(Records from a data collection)
^^^^^^^^

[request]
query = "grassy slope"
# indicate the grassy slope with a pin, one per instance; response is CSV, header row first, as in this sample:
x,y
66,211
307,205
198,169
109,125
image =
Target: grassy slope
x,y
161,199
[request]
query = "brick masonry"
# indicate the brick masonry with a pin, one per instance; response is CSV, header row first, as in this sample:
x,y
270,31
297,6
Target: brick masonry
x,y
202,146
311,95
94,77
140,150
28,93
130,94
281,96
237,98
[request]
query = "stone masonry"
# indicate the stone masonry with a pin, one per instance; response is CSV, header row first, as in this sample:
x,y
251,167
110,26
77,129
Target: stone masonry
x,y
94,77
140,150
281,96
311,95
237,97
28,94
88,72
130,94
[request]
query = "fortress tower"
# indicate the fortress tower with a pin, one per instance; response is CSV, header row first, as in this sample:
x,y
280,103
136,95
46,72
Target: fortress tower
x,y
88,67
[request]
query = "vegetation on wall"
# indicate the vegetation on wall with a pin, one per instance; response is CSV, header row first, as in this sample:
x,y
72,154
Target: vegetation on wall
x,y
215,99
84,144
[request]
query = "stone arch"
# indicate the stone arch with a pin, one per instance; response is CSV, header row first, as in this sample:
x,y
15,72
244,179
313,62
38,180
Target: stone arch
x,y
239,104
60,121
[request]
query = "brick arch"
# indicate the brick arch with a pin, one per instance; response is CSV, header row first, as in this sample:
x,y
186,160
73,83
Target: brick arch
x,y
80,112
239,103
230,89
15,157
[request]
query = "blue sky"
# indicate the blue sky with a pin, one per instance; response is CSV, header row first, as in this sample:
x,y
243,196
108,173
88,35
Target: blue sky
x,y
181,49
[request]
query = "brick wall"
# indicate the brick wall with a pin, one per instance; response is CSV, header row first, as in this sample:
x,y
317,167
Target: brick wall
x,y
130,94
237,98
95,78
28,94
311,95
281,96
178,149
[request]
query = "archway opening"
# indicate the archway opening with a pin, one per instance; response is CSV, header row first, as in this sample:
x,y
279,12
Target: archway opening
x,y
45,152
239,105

^^^^^^^^

Task to carry out: Set all the data down again, exactly as it reads above.

Task answer:
[request]
query = "grassy slope"
# indicate the grassy slope with a pin, one per instance; response is CSV, header row first, as in this sample:
x,y
66,211
307,205
198,169
109,125
image =
Target: grassy slope
x,y
161,199
[request]
query = "brick masonry"
# indicate the brick masonry with a pin, one per instance; response is CSV, header row first, as in this sample:
x,y
270,31
297,6
Target: brick masonry
x,y
202,146
311,95
94,77
140,150
28,93
130,94
281,96
237,98
[request]
query = "stone masonry"
# indicate the stone masonry with a pin, one per instance; response is CSV, header row first, as in this sample:
x,y
251,167
110,26
77,129
Target: stone masonry
x,y
94,77
140,150
281,96
311,95
237,97
28,94
88,72
130,94
[request]
query = "fortress tower"
# indicate the fortress tower with a pin, one per instance; response is CSV, header row first, as in this sample:
x,y
280,103
136,95
46,72
Target: fortress tower
x,y
88,67
[request]
query = "vegetation on wall"
# indicate the vegetation on wall with a pin, one per instance; response is CSV, header row first, as in this sample:
x,y
72,154
Target: vegetation on wall
x,y
215,99
84,144
[request]
query = "stone arch"
# indicate the stone arch with a pin, one per instance; response is CSV, header row first, as in this sample:
x,y
15,72
244,179
313,62
38,180
Target: stone arch
x,y
239,104
60,121
[request]
query = "brick arch"
# indicate the brick arch with a pin, one per instance; response is CSV, header row first, as in this sample:
x,y
186,160
73,83
Target: brick arch
x,y
80,112
239,103
230,89
15,157
[request]
query = "blue sky"
# indicate the blue sky with a pin, one per instance; response is CSV, header row first, as in this sample:
x,y
243,196
108,173
88,35
Target: blue sky
x,y
181,49
[request]
query = "brick wall"
# indicate the brick wall with a pin, one per instance; response is CSV, header row first, as in this sample:
x,y
317,167
Target: brick wall
x,y
130,94
237,98
95,78
28,94
311,95
281,96
178,149
[request]
query = "archway opening"
# indicate the archway opening with a pin, one per instance; response is CSV, header row first, as in this sample:
x,y
279,12
Target: archway opening
x,y
45,152
239,105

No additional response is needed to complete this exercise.